AIM OF THE EXERCISE:
The lines from the one containing "Sample point: (693,383)" through the final line of the data below must be written out exactly, both included, and nothing more.
• • •
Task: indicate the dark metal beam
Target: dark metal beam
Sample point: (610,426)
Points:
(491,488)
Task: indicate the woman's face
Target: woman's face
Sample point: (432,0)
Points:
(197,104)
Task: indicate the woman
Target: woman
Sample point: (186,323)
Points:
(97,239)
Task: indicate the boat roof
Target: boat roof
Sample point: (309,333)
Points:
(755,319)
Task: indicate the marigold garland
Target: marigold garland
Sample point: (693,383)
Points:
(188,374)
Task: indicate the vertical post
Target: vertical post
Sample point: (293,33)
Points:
• • •
SOLUTION FOR THIS PROBLEM:
Sample point: (693,383)
Points:
(188,374)
Task: indicate the vertical post
Target: vertical post
Sample point: (293,33)
Points:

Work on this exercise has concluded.